REQUISITOS DEL EJERCICIO> Repite literalmente el pasaje del texto sobre Aguirre que va desde "No quiero imaginarme" hasta "cigarros que fumaba.", ambos incluidos.

TEXTO DEL DOCUMENTO>
"""

No quiero imaginarme una tormenta en Aguirre, con el agua golpeando los techos
de cinc y el viento castigando ventanas.
José llegó
conduciendo una guagua grande, color vino, brillante, con la dureza de un vehículo
militar. Tan pronto nos sentamos en un banco de la plaza empezó a contar la
historia de sus antepasados paternos y maternos. En Aguirre, en
1919, nació la madre de José. La casa del abuelo materno está en una de las
esquinas que da frente a la plaza. Es una de las mejores casas del
sector boricua de Aguirre, donde residían los trabajadores diestros y los
oficinistas. El abuelo Seda era herrero de oficio, un trabajo manual de
precisión. Producía tornillos y otras piezas de remplazo para las maquinarias
del ingenio. Antes de ser herrero construía carretas. Fraguaba sobre carbones encendidos como los cigarros que fumaba.

"""

LÍNEAS DE DATOS>
"""

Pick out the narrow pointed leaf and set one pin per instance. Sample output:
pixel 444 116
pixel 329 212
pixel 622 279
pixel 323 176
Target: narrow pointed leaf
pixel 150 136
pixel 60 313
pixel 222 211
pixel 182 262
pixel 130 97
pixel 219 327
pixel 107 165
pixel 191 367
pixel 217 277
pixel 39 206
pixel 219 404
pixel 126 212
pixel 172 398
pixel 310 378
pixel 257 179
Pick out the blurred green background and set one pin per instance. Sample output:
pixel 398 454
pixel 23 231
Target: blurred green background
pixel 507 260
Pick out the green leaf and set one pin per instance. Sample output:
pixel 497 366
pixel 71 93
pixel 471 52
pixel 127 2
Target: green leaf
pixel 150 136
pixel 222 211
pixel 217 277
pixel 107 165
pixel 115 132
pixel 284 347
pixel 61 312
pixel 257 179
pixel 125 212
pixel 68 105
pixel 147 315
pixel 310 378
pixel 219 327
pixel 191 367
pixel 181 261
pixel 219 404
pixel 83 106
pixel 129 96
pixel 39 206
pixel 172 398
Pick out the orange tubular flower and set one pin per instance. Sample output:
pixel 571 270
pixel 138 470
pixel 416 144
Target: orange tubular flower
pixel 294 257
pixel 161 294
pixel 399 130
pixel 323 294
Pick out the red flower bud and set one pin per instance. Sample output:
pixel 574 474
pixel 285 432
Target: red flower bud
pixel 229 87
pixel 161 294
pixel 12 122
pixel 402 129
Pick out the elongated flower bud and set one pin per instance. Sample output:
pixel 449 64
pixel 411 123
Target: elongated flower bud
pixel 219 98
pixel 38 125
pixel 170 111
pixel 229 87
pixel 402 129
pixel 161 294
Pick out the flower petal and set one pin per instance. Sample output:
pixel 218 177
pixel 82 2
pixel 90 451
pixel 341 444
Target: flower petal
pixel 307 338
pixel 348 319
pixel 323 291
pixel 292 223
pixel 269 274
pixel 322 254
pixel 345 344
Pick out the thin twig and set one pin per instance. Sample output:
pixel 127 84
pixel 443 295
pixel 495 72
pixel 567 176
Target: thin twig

"""

RESPUESTA AL EJERCICIO>
No quiero imaginarme una tormenta en Aguirre, con el agua golpeando los techos
de cinc y el viento castigando ventanas.
José llegó
conduciendo una guagua grande, color vino, brillante, con la dureza de un vehículo
militar. Tan pronto nos sentamos en un banco de la plaza empezó a contar la
historia de sus antepasados paternos y maternos. En Aguirre, en
1919, nació la madre de José. La casa del abuelo materno está en una de las
esquinas que da frente a la plaza. Es una de las mejores casas del
sector boricua de Aguirre, donde residían los trabajadores diestros y los
oficinistas. El abuelo Seda era herrero de oficio, un trabajo manual de
precisión. Producía tornillos y otras piezas de remplazo para las maquinarias
del ingenio. Antes de ser herrero construía carretas. Fraguaba sobre carbones encendidos como los cigarros que fumaba.